Assignment:
Copy the listing out exactly as shown.

Segment Start: Record set

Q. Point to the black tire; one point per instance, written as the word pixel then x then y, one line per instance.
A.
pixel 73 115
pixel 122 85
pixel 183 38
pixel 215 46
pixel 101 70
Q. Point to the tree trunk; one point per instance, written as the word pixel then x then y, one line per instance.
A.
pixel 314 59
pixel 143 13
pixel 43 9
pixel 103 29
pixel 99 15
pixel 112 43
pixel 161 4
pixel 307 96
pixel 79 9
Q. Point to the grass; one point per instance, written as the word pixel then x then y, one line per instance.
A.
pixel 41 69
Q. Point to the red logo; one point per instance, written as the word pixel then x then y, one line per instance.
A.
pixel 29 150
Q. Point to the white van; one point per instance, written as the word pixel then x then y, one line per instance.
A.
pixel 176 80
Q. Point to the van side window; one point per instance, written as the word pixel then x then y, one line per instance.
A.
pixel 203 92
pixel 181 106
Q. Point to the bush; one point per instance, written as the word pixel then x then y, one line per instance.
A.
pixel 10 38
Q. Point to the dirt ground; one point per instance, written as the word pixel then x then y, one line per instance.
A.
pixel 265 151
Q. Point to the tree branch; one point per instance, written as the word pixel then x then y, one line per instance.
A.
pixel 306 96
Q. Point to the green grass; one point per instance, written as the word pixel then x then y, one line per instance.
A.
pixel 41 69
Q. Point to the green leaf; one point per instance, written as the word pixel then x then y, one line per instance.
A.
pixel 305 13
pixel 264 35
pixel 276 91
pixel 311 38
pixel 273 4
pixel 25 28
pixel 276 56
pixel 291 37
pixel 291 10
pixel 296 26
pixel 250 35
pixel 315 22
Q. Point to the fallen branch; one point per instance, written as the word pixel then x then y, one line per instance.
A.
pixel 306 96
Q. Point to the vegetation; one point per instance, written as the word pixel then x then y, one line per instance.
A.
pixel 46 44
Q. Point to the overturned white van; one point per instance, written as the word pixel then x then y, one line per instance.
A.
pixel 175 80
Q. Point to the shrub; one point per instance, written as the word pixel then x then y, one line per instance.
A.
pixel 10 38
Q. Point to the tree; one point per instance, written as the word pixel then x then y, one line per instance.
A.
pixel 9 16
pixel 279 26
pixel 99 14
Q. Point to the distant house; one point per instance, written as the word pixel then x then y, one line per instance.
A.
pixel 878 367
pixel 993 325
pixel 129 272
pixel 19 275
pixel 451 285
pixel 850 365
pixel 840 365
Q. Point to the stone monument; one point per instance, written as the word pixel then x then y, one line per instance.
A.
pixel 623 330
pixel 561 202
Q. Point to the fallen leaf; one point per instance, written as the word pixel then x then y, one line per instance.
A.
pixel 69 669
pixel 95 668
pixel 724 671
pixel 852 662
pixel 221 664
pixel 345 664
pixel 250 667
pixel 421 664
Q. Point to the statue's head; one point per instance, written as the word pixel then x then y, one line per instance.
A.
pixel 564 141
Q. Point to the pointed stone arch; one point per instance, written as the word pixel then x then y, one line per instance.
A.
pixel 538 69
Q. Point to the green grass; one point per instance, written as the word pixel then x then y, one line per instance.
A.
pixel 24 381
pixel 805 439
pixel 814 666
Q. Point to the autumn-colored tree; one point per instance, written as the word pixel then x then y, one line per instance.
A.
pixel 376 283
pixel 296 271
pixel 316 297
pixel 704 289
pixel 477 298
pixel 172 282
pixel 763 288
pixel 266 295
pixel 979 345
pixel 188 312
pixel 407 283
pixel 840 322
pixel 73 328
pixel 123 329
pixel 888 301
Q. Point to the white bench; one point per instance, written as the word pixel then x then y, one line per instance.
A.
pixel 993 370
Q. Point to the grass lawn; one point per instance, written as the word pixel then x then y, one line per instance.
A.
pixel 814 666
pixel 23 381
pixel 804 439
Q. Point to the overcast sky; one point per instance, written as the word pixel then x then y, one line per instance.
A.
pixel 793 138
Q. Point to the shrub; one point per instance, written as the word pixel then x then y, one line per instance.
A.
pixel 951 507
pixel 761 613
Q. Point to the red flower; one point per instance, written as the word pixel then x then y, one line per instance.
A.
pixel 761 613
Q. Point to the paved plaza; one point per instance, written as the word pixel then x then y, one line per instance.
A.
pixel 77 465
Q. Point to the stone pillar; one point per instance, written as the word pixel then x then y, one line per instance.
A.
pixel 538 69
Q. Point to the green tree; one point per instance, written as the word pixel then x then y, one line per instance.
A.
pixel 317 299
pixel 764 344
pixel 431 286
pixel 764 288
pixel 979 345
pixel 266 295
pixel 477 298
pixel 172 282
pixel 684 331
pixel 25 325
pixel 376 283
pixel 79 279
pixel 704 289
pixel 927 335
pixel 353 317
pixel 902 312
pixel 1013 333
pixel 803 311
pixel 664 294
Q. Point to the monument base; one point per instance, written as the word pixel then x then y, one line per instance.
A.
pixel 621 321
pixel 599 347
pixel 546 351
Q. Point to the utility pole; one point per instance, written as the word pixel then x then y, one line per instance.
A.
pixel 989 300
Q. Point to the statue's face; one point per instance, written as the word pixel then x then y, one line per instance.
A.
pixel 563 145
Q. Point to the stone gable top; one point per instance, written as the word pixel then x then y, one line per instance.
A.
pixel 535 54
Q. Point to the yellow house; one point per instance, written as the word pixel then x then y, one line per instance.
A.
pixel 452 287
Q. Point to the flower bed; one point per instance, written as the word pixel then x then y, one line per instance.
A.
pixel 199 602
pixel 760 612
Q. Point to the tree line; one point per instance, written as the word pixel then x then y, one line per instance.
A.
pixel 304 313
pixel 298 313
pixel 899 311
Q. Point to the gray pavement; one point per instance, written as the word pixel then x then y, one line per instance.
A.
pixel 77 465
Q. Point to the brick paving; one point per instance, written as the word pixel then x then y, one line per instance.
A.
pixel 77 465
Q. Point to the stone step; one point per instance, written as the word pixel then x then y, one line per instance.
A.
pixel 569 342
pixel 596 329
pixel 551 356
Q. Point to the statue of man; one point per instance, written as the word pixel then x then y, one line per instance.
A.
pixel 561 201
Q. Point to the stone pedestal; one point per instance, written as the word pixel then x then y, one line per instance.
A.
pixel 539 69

Segment End: Record set

Answer below:
Q. Point to the black tire; one point per instance, written as the word pixel then x then y, one line per instance.
A.
pixel 73 115
pixel 122 85
pixel 183 38
pixel 215 46
pixel 101 70
Q. Point to the tree trunk; one point per instance, written as the word pixel then x then y, one line per instance.
A.
pixel 314 59
pixel 143 13
pixel 43 9
pixel 103 29
pixel 99 15
pixel 112 43
pixel 161 4
pixel 307 96
pixel 79 9
Q. Point to the grass; one point per instance, written as the word pixel then x then y, one line per instance.
A.
pixel 41 69
Q. Point to the red logo; one point per instance, written as the word pixel then x then y, one line per instance.
A.
pixel 29 150
Q. Point to the white van; one point per instance, written as the word pixel then x then y, one line per instance.
A.
pixel 176 80
Q. Point to the van side window; one point per instance, written as the word pixel then x then y, one line per instance.
A.
pixel 203 92
pixel 181 106
Q. Point to the bush; one point per instance, written as the word pixel then x then y, one line per instance.
A.
pixel 10 38
Q. Point to the dirt ground; one point per instance, written as the word pixel then x then y, one line per instance.
A.
pixel 265 151
Q. Point to the tree branch; one point per instance, written as the word pixel then x then y, one line per instance.
A.
pixel 306 96
Q. Point to the green grass; one point per instance, written as the word pixel then x then y, one line per instance.
A.
pixel 41 69
Q. Point to the green leaf; one point per instance, written as the word pixel then x then y, one line per instance.
A.
pixel 305 13
pixel 264 35
pixel 276 91
pixel 311 38
pixel 273 4
pixel 25 28
pixel 276 56
pixel 291 37
pixel 291 10
pixel 296 26
pixel 250 35
pixel 315 22
Q. Point to the fallen branch; one point per instance, written as the word pixel then x then y, one line per instance.
A.
pixel 306 96
Q. Point to the vegetation; one point per instance, written as the word pixel then x then y, one line per instance.
A.
pixel 46 44
Q. Point to the overturned white van; one point per instance, written as the word pixel then x then y, one line per instance.
A.
pixel 175 80
Q. Point to the shrub; one point per instance, written as the word pixel then x then y, one line per instance.
A.
pixel 10 38
Q. Point to the tree; one point per instance, written as the word pixel then x then y, one line per instance.
A.
pixel 9 16
pixel 279 26
pixel 99 14
Q. Point to the distant house; one point per instance, written as the word pixel then x then y, one line per instance.
A.
pixel 878 367
pixel 993 325
pixel 129 272
pixel 19 275
pixel 451 285
pixel 850 365
pixel 840 365
Q. Point to the stone monument; one point per instance, written as the word pixel then x then y, one line per instance.
A.
pixel 623 330
pixel 561 202
Q. Point to the fallen leaf; one point per instance, written as the word pixel then x then y, one line per instance.
A.
pixel 69 669
pixel 95 668
pixel 724 671
pixel 852 662
pixel 221 664
pixel 345 664
pixel 250 667
pixel 421 664
Q. Point to the statue's head; one point per instance, written as the word pixel then x then y, one line per instance.
A.
pixel 564 141
Q. Point to the pointed stone arch; one point per instance, written as the word pixel then x then y, one line per instance.
A.
pixel 538 69
Q. Point to the green grass; one point per instance, written as the word pixel then x then y, one line per instance.
A.
pixel 24 381
pixel 805 439
pixel 814 666
Q. Point to the autumn-colored tree; one point per instance, written as the word pixel then x then y, one line per instance.
A.
pixel 376 283
pixel 296 271
pixel 316 297
pixel 704 289
pixel 477 298
pixel 172 282
pixel 763 288
pixel 266 295
pixel 979 345
pixel 188 312
pixel 407 283
pixel 840 322
pixel 73 328
pixel 123 329
pixel 888 301
Q. Point to the white bench; one point per instance, written as the word pixel then x then y, one line per instance.
A.
pixel 993 370
Q. Point to the grass lawn; one point per instance, written as the word pixel then x then y, one line per instance.
A.
pixel 814 666
pixel 23 381
pixel 804 439
Q. Point to the overcast sky; one point per instance, written as the word pixel then x then y, one line per instance.
A.
pixel 793 138
Q. Point to the shrub; one point per instance, written as the word pixel then x then y, one line per instance.
A.
pixel 951 507
pixel 761 613
Q. Point to the red flower; one point per instance, written as the word pixel then x then y, one line per instance.
A.
pixel 761 613
Q. Point to the paved plaza; one point per instance, written as the word pixel then x then y, one line per instance.
A.
pixel 77 465
Q. Point to the stone pillar; one point per instance, written as the word pixel then x then y, one line per instance.
A.
pixel 538 69
Q. Point to the green tree; one point per instance, written as the word pixel then x then y, one line per instance.
A.
pixel 317 299
pixel 764 344
pixel 431 286
pixel 764 288
pixel 979 345
pixel 266 295
pixel 477 298
pixel 172 282
pixel 684 331
pixel 25 325
pixel 376 283
pixel 79 279
pixel 704 289
pixel 927 335
pixel 353 317
pixel 902 312
pixel 1013 333
pixel 803 311
pixel 664 294
Q. Point to the monument base; one point per instance, written as the word pixel then x then y, one line per instance.
A.
pixel 621 321
pixel 599 347
pixel 546 351
Q. Point to the utility pole; one point per instance, written as the word pixel then x then y, one line per instance.
A.
pixel 989 300
Q. Point to the statue's face; one point per instance, written as the word pixel then x then y, one line per instance.
A.
pixel 563 145
Q. Point to the stone gable top; one point per instance, written as the word pixel then x then y, one line per instance.
A.
pixel 535 54
Q. Point to the yellow house; one point per instance, written as the word pixel then x then y, one line per instance.
A.
pixel 452 287
Q. Point to the flower bed; one point per instance, written as the word pixel then x then y, one line per instance.
A.
pixel 199 602
pixel 760 612
Q. Point to the tree line; one point per instance, written as the word pixel then x then y, one line per instance.
A.
pixel 304 313
pixel 298 313
pixel 899 311
Q. Point to the gray pavement; one point per instance, written as the word pixel then x then y, one line per instance.
A.
pixel 77 465
Q. Point to the brick paving; one point per instance, written as the word pixel then x then y, one line per instance.
A.
pixel 77 465
Q. Point to the stone step; one point per instance, written as the word pixel then x then y, one line per instance.
A.
pixel 569 342
pixel 596 329
pixel 551 356
Q. Point to the statue of man; one point per instance, written as the word pixel then x then y, one line per instance.
A.
pixel 561 201
Q. Point to the stone pedestal; one point per instance, written as the word pixel then x then y, one line per instance.
A.
pixel 539 69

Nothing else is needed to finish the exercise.